>> START Excerpted passage
How the men were brought to the slaughter, my acquaintance did not want to say.


Nazis shooting Jews at the edge of a pit


[Pages 437-438]

Jidel Slomka

Translated by Judie Ostroff Goldstein

Ostrów Mazowiecka had eighteen to twenty thousand inhabitants – forty percent of whom were Jewish. The shtetl had a vast cultural life. There were various organizations: Bund, Zionist, Mizrahi, Poalei-Zion, HaShomer HaTsair, HaShomer HaLeumi, Agudah, a Communist movement, etc. A large Jewish library was founded in 1905. The library had four thousand books – Yiddish, Polish, Hebrew and other languages. Even the Christians used the library. The library had members and readers – only Jews were members

There was never a ghetto in Ostrów Mazowiecka, after the Germans arrived. The Russian border was half a kilometer from town. The first time, when the Germans arrived, the border was open. Those who wanted to cross over did. The German Commandant warned the Jews that they should leave. The majority of the Jews went across the border to the Russian side. My parents who lived in Ostrów Mazowiecka crossed the border to Białystok. According to the rumours and stories from the neighbours who had fled Ostrów Mazowiecka, only a few hundred Jews had stayed behind and they were all slaughtered. The slaughter in Ostrów Mazowiecka took place in November 1939. The Germans claimed that a Jew had burnt down his own house, thereby setting fire to the town. The Germans went from house to house, accompanied by Poles who showed them where the Jews lived. They took all the Jews to the forest and shot them. Three to four hundred Jews were murdered there, including my sister-in-law.
>> END Excerpted passage
__Problems to work on__
**A.** According to the testimony about Ostrów Mazowiecka, in what year was the town's large Jewish library founded?
**B.** Pick up the testimony about Ostrów Mazowiecka after its final sentence and write the next part.
>> START Data section
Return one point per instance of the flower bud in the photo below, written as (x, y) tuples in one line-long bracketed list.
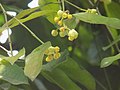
>> END Data section
__Response list__
**A.** 1905

**B.**
After the slaughter, when Jews from other towns and villages arrived at Ostrów Mazowiecka to try to cross the border, the Germans sent them to Warszawa. According to what I heard, after the slaughter there were never any more Jews in Ostrów Mazowiecka.

The Jews, when they left Ostrowa, settled in Western Russia. Some of them were sent deep into Russia and the majority of those Jews survived.

A well-known Jew by the name of Huss hid with his wife and children among the Poles during the entire German occupation from 1939. He returned to Ostrów Mazowiecka and is living there.[1]

Also in the villages surrounding Ostrów Mazowiecka, such as Brok, Rożan, Goworowo, Sadowne - there are no longer any Jews.

The first days of the German occupation in Ostrów Mazowiecka, they gathered all the Jews at the gymnasia and they stood from three o'clock in the afternoon until six o'clock in the evening. Then the German Commandant arrived and said that they could go home and they must never be on the streets after six o'clock. When the Jews started home, the Germans shot at them and there were several deaths.


[Pages 438-440]

Eliezer Knysiński, Ramat Amidar

Translated by Judie Ostroff Goldstein

After several days being bombarded, on Friday, the 8th September 1939, the Germans arrived in Ostrowa. The streets were full of military. Since I owned a print shop, the German occupation government used my presses to print things specifically directed against Jews.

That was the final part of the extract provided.